LynDCode · ‎10-16-2025

Can you explain more the nature of the duplicates you are getting?

nayan_wylde · ‎10-16-2025

It seems the duplicates are caused by the task_change_time from the job_tasks table. Even though the table definition shows task_change_time is the time last time the task was modifed.. But it is capturing different times and it is SCD type 2 table. I updated the query. Can you please use this query. probably you can raise a Databricks ticket to see the reason to different task_change_time eventhough the task is not updated.

WITH workspace AS (
  SELECT
    account_id,
    workspace_id,
    workspace_name,
    workspace_url,
    status,
    workspace_name
  FROM system.access.workspaces_latest
),
usage_with_ws_filtered_by_date AS (
  SELECT
    u.*,
    w.workspace_name,
    w.workspace_url
  FROM system.billing.usage u
  INNER JOIN workspace w ON u.workspace_id = w.workspace_id
  WHERE u.billing_origin_product = 'JOBS'
    AND u.usage_date BETWEEN DATE_ADD(CURRENT_DATE(), -30) AND CURRENT_DATE()
),
task_usage AS (
  SELECT
    u.workspace_id,
    u.workspace_name,
    u.workspace_url,
    u.usage_metadata.job_id,
    u.usage_metadata.job_run_id AS run_id,
    t.task_key,
    t.change_time AS task_change_time,
    u.usage_start_time,
    u.usage_end_time,
    u.usage_quantity,
    u.sku_name,
    u.identity_metadata.run_as AS user,
    u.usage_date
  FROM usage_with_ws_filtered_by_date u
  INNER JOIN system.lakeflow.job_tasks t
    ON u.workspace_id = t.workspace_id
    AND u.usage_metadata.job_id = t.job_id
),
task_costs AS (
  SELECT
    tu.*,
    lp.pricing.default AS unit_price,
    tu.usage_quantity * lp.pricing.default AS cost
  FROM task_usage tu
  LEFT JOIN system.billing.list_prices lp
    ON tu.sku_name = lp.sku_name
    AND tu.usage_start_time >= lp.price_start_time
    AND (tu.usage_end_time <= lp.price_end_time OR lp.price_end_time IS NULL)
    AND lp.currency_code = 'USD'
)
SELECT DISTINCT
  tc.workspace_id,
  tc.workspace_name,
  tc.workspace_url,
  tc.user,
  tc.job_id,
  tc.run_id,
  tc.task_key,
  tc.usage_start_time,
  tc.usage_end_time,
  tc.usage_date,
  SUM(tc.cost) AS total_cost
FROM task_costs tc
GROUP BY
  tc.workspace_id, tc.workspace_name, tc.workspace_url, tc.user, tc.job_id, tc.run_id,
  tc.task_key, tc.usage_start_time, tc.usage_end_time, tc.usage_date
ORDER BY
  tc.usage_date DESC, tc.workspace_id, tc.job_id, tc.run_id, tc.task_key

dndeng · ‎10-24-2025

still costs exploded it seems there is no way to get cost per task only per job.

Extracted data entries
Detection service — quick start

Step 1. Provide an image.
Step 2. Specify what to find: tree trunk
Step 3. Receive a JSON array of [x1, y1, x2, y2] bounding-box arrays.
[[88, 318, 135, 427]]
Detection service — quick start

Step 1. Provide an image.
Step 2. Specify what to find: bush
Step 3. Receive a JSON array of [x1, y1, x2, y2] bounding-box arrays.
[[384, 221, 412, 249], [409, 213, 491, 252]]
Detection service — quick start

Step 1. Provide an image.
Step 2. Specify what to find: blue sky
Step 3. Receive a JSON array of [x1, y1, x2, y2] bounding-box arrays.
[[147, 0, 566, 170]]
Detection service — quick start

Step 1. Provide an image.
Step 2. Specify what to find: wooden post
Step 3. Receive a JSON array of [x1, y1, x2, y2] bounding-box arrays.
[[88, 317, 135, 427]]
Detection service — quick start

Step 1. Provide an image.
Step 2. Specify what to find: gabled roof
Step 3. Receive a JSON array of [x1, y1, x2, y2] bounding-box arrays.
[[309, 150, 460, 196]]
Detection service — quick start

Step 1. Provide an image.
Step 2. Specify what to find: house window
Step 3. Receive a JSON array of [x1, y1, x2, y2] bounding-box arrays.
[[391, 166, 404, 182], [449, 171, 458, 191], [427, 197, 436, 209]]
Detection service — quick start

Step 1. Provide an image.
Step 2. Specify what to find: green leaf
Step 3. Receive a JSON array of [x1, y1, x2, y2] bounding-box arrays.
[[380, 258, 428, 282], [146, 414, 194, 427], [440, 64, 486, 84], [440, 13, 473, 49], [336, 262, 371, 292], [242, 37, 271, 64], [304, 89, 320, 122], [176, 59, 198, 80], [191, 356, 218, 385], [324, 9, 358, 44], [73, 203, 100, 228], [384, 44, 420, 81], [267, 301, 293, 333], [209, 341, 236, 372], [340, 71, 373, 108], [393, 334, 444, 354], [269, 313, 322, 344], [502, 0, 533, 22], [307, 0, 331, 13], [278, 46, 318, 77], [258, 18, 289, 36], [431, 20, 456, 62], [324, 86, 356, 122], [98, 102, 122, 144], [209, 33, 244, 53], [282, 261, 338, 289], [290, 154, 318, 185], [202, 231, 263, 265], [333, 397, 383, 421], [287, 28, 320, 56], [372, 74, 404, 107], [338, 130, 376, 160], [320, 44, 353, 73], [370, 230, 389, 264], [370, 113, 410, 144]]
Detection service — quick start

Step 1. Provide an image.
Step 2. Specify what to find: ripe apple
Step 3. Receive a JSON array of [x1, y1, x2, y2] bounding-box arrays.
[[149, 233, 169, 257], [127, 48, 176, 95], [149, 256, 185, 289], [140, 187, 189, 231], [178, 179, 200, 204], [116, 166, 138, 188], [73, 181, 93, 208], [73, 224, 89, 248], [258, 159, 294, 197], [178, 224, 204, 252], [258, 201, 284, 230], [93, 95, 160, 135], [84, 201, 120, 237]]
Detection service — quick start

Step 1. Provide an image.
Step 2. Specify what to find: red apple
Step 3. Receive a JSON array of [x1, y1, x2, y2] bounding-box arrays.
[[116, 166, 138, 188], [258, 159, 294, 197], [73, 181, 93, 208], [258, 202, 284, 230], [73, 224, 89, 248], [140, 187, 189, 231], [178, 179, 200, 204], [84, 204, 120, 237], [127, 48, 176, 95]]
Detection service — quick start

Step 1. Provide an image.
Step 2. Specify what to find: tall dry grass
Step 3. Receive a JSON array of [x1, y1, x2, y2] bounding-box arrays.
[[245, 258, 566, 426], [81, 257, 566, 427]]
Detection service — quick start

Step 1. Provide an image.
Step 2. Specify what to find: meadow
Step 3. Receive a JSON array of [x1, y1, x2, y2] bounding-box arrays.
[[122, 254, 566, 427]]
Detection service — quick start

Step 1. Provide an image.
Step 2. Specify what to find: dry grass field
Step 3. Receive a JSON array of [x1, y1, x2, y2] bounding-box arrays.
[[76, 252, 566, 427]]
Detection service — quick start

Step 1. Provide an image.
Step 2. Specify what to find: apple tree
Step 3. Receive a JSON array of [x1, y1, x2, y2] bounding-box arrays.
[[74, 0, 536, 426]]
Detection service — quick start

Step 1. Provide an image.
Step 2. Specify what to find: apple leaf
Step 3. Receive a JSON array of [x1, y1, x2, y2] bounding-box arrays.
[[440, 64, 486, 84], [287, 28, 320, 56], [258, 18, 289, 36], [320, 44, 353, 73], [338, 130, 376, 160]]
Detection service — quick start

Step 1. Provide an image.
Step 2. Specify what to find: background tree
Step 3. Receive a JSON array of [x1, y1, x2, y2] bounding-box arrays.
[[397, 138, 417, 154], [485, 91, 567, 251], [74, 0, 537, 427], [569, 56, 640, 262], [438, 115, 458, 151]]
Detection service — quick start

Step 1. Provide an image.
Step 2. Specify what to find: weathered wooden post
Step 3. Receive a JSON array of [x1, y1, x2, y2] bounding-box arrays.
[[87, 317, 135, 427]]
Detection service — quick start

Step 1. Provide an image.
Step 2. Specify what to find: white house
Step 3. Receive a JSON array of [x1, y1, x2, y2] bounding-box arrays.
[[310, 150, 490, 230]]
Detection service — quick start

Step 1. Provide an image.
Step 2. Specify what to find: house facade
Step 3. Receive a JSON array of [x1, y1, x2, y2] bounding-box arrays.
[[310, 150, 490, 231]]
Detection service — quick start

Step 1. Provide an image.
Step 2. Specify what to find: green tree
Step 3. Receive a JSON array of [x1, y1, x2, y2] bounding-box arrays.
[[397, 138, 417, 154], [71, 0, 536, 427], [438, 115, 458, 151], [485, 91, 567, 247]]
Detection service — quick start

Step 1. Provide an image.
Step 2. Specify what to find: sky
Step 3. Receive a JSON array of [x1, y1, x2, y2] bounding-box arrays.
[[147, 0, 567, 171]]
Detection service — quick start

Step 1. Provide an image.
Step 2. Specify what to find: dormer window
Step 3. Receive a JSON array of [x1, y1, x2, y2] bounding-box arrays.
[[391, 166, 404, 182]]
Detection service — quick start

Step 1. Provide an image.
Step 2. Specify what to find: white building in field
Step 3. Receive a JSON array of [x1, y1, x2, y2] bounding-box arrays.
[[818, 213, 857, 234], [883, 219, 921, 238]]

• [Given problem 1] Please print the part of the forum thread on Databricks job costs starting with "Can you explain" and going on through "is not updated.".
• [Given problem 2] In the forum thread on Databricks job costs, which column does nayan_wylde say is causing the duplicates?
• [Given problem 3] Write the next part of the forum thread on Databricks job costs, picking up after its last post.

• [Final result 1]
Can you explain more the nature of the duplicates you are getting?

nayan_wylde · ‎10-16-2025

It seems the duplicates are caused by the task_change_time from the job_tasks table. Even though the table definition shows task_change_time is the time last time the task was modifed.. But it is capturing different times and it is SCD type 2 table. I updated the query. Can you please use this query. probably you can raise a Databricks ticket to see the reason to different task_change_time eventhough the task is not updated.

• [Final result 2] The task_change_time from the job_tasks table.

• [Final result 3]
mark_ott · 3 weeks ago

You are seeing inflated cost numbers because your query groups by many columns—especially run_id, task_key, usage_start_time, and usage_end_time—without addressing possible duplicate row entries that arise from your joins, especially with the system.lakeflow.job_tasks and system.billing.usage tables. This can lead to double-counting usage or cost data for the same task execution.

Key Issues

Duplicate task-cost entries: If system.billing.usage or system.lakeflow.job_tasks records have multiple rows per task execution (for example, due to granular SKU or pricing variations, or logs with multiple SKUs per run), SUM(tc.cost) aggregates duplicates rather than computing the true cost per task per job per day.
Grouping by too many detail columns: Including both run_id and precise timing blocks the aggregation at the desired daily level.

Recommended Fix

To compute daily unique cost per task per job, perform aggregation at the correct level (task, job, day) and deduplicate usage with a window or distinct operation.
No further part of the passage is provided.